Each line below should be restated exactly, with nothing dropped.

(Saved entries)
Start of Block

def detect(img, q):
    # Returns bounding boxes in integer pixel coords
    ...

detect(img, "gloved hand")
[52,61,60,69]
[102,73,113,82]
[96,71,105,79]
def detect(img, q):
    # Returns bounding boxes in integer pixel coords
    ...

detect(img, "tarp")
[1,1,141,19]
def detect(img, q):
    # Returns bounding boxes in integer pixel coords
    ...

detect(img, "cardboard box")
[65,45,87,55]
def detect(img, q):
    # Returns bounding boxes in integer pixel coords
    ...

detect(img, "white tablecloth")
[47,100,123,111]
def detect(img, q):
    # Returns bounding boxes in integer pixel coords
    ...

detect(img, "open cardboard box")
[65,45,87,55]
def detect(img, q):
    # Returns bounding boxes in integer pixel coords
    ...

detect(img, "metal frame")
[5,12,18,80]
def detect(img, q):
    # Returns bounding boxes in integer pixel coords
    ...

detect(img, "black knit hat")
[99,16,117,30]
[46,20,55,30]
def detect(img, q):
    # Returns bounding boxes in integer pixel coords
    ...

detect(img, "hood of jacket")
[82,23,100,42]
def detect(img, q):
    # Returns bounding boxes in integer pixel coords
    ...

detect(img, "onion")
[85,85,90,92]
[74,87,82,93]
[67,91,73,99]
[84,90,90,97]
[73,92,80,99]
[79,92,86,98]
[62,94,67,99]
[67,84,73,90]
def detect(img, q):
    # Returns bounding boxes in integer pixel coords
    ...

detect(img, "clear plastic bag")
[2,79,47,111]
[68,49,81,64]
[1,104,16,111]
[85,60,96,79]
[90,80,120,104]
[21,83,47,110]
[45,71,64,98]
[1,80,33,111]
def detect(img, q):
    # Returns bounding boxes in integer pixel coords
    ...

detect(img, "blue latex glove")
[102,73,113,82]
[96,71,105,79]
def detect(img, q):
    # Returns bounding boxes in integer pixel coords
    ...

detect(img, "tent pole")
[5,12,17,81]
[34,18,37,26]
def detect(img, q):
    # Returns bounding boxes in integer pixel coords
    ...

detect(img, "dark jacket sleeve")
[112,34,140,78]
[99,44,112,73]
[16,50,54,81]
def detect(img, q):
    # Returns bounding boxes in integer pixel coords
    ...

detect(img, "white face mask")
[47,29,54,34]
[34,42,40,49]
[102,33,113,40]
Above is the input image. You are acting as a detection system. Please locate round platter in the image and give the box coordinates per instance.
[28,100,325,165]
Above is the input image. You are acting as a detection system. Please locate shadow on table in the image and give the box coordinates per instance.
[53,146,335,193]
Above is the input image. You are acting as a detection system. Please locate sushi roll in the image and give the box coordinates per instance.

End of Block

## SOLUTION BELOW
def detect(img, q):
    # Returns bounding boxes in integer pixel coords
    ...

detect(img, "gloved hand")
[52,61,60,69]
[102,73,113,82]
[96,71,105,79]
def detect(img, q):
    # Returns bounding boxes in integer pixel coords
    ...

detect(img, "tarp")
[1,1,141,19]
def detect(img, q):
    # Returns bounding boxes in integer pixel coords
    ...

detect(img, "cardboard box")
[65,45,87,55]
def detect(img, q):
    # Returns bounding boxes in integer pixel coords
    ...

detect(img, "white tablecloth")
[47,100,123,111]
def detect(img, q):
    # Returns bounding boxes in integer pixel coords
    ...

detect(img, "open cardboard box")
[65,45,87,55]
def detect(img, q):
    # Returns bounding boxes in integer pixel coords
    ...

detect(img, "metal frame")
[5,12,18,80]
def detect(img, q):
    # Returns bounding boxes in integer pixel coords
    ...

detect(img, "black knit hat")
[99,16,117,30]
[46,20,55,30]
def detect(img, q):
    # Returns bounding boxes in integer pixel coords
    ...

detect(img, "hood of jacket")
[82,23,100,42]
def detect(img, q):
    # Returns bounding boxes in integer pixel coords
    ...

detect(img, "onion")
[85,85,90,92]
[74,87,82,93]
[67,91,73,99]
[84,90,90,97]
[73,92,80,99]
[79,92,86,98]
[62,94,67,99]
[67,84,73,90]
def detect(img, q):
    # Returns bounding boxes in integer pixel coords
    ...

detect(img, "clear plastic bag")
[2,79,47,111]
[68,49,81,64]
[1,104,16,111]
[85,60,96,79]
[90,80,120,104]
[21,83,47,110]
[45,71,64,98]
[1,80,33,111]
def detect(img, q):
    # Returns bounding boxes in integer pixel coords
    ...

detect(img, "blue latex glove")
[102,73,113,82]
[96,71,105,79]
def detect(img, q):
    # Returns bounding boxes in integer pixel coords
    ...

detect(img, "tent pole")
[5,12,17,81]
[34,18,37,26]
def detect(img, q):
    # Returns bounding boxes in integer pixel coords
    ...

detect(img, "dark jacket sleeve")
[112,34,140,78]
[99,44,112,73]
[16,50,54,81]
def detect(img, q):
    # Returns bounding boxes in integer pixel coords
    ...

detect(img, "white face mask")
[47,29,54,34]
[34,42,40,49]
[102,33,113,40]
Above is the input image. You are acting as a detection system. Please locate round platter in the image and give the box coordinates per instance.
[28,100,325,165]
Above is the input image. You are acting as a detection system. Please locate shadow on table in the image and give the box coordinates per instance.
[53,146,335,193]
Above is the input image. You are acting as a detection system. Please locate sushi roll in the image and give the box coordinates per instance.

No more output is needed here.